[EXERCISE DATA — start]
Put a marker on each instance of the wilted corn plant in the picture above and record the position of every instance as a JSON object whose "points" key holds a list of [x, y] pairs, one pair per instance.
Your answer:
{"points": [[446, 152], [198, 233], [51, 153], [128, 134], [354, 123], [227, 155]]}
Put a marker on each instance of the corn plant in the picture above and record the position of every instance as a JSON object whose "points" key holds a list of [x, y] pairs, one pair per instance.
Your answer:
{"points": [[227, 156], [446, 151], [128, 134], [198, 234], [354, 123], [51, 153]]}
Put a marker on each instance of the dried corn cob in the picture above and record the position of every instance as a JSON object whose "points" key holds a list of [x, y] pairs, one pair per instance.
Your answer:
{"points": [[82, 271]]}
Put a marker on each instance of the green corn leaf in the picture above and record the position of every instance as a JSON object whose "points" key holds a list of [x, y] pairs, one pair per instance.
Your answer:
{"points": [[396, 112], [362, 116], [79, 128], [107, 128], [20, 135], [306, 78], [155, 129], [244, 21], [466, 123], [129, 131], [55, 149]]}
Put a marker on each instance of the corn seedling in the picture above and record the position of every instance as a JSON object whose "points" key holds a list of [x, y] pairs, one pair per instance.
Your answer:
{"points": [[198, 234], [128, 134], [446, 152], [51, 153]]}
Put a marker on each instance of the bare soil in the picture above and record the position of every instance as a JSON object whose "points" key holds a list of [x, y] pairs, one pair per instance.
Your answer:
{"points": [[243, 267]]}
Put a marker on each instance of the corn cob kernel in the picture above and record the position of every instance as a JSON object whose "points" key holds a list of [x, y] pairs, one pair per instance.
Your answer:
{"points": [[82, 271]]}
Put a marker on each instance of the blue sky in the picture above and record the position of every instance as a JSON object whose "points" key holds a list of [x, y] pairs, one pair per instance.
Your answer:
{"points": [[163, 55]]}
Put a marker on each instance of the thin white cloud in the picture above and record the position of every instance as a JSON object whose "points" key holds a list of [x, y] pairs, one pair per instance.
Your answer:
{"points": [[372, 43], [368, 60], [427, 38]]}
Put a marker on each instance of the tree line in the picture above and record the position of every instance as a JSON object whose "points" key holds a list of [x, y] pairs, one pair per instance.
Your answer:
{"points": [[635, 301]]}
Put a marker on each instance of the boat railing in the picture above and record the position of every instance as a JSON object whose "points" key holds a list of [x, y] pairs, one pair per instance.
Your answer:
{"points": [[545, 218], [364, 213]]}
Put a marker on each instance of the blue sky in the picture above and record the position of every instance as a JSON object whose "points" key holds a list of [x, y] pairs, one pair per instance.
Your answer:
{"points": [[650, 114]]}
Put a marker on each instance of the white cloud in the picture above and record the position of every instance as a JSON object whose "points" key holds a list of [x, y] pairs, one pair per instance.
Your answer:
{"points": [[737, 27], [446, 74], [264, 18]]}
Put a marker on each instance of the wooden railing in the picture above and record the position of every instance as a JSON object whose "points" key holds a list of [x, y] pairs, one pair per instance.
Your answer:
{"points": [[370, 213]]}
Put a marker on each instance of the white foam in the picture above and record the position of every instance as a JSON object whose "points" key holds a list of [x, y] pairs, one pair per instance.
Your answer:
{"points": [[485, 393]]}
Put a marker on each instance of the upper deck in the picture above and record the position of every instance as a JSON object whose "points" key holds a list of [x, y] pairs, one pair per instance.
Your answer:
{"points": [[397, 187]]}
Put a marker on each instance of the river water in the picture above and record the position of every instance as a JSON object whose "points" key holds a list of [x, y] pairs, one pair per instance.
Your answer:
[EXERCISE DATA — finish]
REQUIRED ACTION
Would you give the data above again, exactly as written?

ANSWER TO THIS EXERCISE
Put a marker on each instance of the wilted corn plant in the picture above and record the position of every instance as a JSON object whose "points" key holds a list of [x, y] pairs, one pair per instance.
Your answer:
{"points": [[446, 152], [198, 233], [51, 153], [128, 134], [354, 123], [227, 155]]}
Put a marker on each instance of the corn plant in the picture above and record the position of every instance as a JSON object whose "points" key holds a list of [x, y] pairs, one pair per instance.
Your answer:
{"points": [[227, 156], [446, 151], [128, 134], [198, 234], [354, 123], [51, 153]]}
Put a marker on each instance of the dried corn cob in the picture above and record the position of every instance as a JSON object whose "points" key holds a list of [x, y] pairs, one pair per instance.
Your answer:
{"points": [[82, 271]]}
Put a marker on each instance of the green corn leaf in the picture above and record the position of every instance as a JSON object whose "points" key holds a list of [x, y] pairs, one pair per instance.
Your answer:
{"points": [[396, 112], [362, 116], [79, 128], [107, 128], [20, 135], [306, 78], [155, 129], [244, 21], [466, 123], [129, 131], [55, 149]]}
Put a marker on each instance of the corn seedling in the picture above and record the position of every instance as a JSON object whose "points" key holds a list of [x, y] pairs, one pair per instance.
Your answer:
{"points": [[198, 234], [128, 134], [446, 152], [51, 153]]}
Put a marker on each instance of the bare soil in the picture above and record the position of every instance as a JSON object whose "points" key holds a list of [x, y] pairs, one pair per instance.
Your answer:
{"points": [[243, 267]]}
Put a marker on each instance of the corn cob kernel in the picture above and record the position of every instance as a JSON object whose "points" key holds a list of [x, y] pairs, one pair per instance.
Your answer:
{"points": [[82, 271]]}
Put a marker on each instance of the blue sky in the picture above and record the position of every instance as a JSON object whose "points" key holds a list of [x, y] pairs, one pair per instance.
Your answer:
{"points": [[163, 55]]}
Put a marker on each instance of the thin white cloud in the picture above and record the position of every instance as a JSON object whose "points" key holds a list of [x, y] pairs, one pair per instance.
Your answer:
{"points": [[372, 43], [368, 60], [427, 38]]}
Put a marker on each instance of the tree line in the picture above and record the position of every instance as a JSON object whose "points" key holds a list of [x, y] pairs, one pair per instance.
Your answer:
{"points": [[635, 301]]}
Put a marker on each instance of the boat railing in the picture above and record the position of every instance as a JSON object whose "points" key holds a list of [x, y] pairs, one pair per instance.
Your answer:
{"points": [[545, 218], [364, 213]]}
Put a marker on each instance of the blue sky in the picture above and record the position of every instance as a JSON object whose "points" key holds a list of [x, y] pairs, one pair per instance.
Your answer:
{"points": [[650, 114]]}
Put a marker on each instance of the white cloud in the picture above and record the position of every instance as a JSON object whose "points" key holds a list of [x, y] pairs, one pair per instance.
Your answer:
{"points": [[737, 27], [446, 74], [264, 18]]}
Put a marker on each instance of the wooden railing in the picture above and record the position of every instance as a JSON object whose "points" key holds a list of [x, y] pairs, one pair per instance.
Your answer:
{"points": [[370, 213]]}
Put a marker on each instance of the white foam in the picture above and record the position of every instance as a JSON object whose "points" key holds a list of [x, y] pairs, one pair per instance.
Your answer:
{"points": [[485, 393]]}
Put a marker on each instance of the upper deck in the picture above and record the position of every instance as a JSON object whose "points" key holds a list of [x, y] pairs, one pair per instance.
Your answer:
{"points": [[397, 187]]}
Put a marker on each instance of the river water in the picture above and record the position of every instance as a JSON object whose "points" key holds a list of [x, y] pairs, one pair per instance.
Your answer:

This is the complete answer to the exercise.